-- Start Source material --

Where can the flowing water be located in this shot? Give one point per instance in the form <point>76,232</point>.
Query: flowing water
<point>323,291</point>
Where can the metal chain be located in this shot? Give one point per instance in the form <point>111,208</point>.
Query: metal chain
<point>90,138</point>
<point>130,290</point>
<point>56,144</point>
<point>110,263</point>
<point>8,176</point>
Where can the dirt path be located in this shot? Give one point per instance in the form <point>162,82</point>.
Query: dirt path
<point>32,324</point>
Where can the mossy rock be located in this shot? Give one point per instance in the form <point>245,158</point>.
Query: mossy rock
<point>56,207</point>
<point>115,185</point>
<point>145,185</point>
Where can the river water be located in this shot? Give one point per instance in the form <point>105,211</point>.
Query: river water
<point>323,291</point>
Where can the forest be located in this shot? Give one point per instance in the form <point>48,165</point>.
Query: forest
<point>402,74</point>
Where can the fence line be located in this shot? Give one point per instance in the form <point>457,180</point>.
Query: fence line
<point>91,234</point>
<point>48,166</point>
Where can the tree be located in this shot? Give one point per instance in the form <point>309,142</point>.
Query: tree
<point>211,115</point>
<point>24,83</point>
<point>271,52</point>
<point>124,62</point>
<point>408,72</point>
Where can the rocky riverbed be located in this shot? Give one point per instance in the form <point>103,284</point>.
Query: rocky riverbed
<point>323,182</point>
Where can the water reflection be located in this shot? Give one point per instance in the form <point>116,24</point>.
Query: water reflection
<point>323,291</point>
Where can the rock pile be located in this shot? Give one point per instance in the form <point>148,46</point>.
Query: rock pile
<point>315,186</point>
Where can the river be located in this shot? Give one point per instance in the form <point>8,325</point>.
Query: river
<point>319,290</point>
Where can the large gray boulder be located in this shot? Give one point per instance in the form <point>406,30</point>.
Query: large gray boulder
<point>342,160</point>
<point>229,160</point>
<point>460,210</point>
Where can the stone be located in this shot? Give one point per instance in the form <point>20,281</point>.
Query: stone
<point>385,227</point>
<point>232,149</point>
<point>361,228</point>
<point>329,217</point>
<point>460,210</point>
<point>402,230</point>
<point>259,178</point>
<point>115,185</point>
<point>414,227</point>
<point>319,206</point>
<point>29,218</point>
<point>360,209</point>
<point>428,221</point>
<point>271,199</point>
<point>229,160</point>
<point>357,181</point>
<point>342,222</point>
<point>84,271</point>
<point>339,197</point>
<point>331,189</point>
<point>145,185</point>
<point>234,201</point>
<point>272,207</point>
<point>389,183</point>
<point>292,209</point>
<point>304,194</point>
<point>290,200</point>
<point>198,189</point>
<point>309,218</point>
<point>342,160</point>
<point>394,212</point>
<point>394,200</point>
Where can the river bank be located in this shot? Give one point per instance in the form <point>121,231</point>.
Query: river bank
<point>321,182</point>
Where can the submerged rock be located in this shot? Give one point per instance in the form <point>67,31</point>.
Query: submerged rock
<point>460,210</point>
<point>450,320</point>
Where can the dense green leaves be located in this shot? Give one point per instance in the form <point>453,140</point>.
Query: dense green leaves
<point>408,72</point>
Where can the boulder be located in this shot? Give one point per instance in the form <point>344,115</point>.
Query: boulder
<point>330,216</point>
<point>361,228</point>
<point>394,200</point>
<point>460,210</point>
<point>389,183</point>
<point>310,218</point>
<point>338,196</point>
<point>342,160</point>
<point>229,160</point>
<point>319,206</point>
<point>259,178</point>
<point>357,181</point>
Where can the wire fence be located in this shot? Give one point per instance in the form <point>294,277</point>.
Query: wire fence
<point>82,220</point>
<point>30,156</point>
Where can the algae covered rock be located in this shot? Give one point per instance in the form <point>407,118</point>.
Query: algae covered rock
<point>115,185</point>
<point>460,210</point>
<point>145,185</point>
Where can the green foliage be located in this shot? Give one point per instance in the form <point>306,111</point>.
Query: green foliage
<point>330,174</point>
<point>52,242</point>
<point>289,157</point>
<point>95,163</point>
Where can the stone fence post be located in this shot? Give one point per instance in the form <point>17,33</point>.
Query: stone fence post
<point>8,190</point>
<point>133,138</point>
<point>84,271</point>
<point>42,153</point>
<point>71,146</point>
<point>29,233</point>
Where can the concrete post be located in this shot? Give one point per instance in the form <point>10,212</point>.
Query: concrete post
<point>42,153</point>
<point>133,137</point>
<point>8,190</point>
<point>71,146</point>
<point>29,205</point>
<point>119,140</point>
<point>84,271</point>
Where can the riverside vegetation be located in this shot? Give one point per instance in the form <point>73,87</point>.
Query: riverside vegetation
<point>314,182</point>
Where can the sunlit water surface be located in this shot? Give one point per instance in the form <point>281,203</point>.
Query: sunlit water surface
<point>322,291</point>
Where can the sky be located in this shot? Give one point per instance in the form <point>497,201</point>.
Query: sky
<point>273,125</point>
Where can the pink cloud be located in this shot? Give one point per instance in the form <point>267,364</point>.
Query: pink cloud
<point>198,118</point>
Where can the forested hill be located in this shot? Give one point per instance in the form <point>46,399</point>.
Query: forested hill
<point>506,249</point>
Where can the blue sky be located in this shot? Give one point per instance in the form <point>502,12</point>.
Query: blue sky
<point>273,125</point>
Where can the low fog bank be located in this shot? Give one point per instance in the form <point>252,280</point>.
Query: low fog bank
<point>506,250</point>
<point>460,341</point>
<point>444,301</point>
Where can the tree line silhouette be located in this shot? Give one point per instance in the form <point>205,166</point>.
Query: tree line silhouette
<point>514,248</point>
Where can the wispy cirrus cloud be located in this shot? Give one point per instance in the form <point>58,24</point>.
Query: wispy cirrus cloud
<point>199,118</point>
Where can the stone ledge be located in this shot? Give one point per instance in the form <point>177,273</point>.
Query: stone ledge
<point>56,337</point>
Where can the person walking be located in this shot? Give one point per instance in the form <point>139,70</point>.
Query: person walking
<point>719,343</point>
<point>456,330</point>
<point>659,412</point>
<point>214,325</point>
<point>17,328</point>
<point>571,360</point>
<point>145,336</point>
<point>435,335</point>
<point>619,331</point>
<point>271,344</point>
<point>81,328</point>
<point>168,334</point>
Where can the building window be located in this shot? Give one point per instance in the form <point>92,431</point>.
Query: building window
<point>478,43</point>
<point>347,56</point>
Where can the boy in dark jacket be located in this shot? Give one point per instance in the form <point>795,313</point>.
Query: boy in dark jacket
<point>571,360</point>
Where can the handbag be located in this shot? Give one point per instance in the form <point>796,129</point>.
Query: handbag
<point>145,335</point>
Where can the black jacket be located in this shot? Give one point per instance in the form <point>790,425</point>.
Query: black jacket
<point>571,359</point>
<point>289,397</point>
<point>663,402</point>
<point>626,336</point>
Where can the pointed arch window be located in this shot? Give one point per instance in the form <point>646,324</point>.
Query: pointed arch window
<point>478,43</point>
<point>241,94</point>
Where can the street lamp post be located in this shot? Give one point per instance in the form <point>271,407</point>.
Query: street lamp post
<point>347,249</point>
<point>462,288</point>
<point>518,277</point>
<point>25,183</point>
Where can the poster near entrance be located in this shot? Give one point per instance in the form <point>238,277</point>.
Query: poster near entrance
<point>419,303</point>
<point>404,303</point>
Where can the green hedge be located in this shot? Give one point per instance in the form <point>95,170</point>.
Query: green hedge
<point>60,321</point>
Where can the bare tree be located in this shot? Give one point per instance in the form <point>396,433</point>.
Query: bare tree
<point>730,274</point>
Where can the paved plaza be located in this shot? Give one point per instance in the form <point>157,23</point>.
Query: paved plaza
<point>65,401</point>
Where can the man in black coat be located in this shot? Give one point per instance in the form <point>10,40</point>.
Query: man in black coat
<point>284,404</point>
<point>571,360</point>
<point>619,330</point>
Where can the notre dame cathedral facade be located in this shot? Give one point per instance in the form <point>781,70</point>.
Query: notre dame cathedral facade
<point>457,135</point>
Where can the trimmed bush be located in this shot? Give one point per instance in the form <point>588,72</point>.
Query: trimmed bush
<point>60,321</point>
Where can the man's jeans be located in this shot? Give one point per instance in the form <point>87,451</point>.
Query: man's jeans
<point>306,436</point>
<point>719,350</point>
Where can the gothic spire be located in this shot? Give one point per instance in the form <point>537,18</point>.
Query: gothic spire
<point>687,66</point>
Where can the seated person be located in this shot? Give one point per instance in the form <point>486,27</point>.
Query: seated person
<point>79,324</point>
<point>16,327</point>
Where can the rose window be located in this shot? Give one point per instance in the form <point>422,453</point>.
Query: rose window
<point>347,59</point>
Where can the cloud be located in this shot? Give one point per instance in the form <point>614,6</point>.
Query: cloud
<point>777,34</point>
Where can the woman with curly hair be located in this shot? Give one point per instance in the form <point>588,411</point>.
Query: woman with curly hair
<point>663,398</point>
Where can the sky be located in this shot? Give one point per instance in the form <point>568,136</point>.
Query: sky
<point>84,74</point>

-- End Source material --

_Direction_: Rewrite the items from the line that contains "Where can the low" through the line that contains "<point>56,337</point>", changing "stone ledge" to "rock ledge" and leaving everything else as it is.

_Output for this exercise_:
Where can the low fog bank be located in this shot? Give one point per instance in the form <point>252,280</point>.
Query: low fog bank
<point>506,250</point>
<point>460,341</point>
<point>444,301</point>
Where can the tree line silhouette be located in this shot? Give one point per instance in the form <point>205,166</point>.
Query: tree line silhouette
<point>514,248</point>
Where can the wispy cirrus cloud be located in this shot? Give one point per instance in the form <point>58,24</point>.
Query: wispy cirrus cloud
<point>199,118</point>
Where can the rock ledge be located in this shot? Give one point per instance in the form <point>177,273</point>.
Query: rock ledge
<point>56,337</point>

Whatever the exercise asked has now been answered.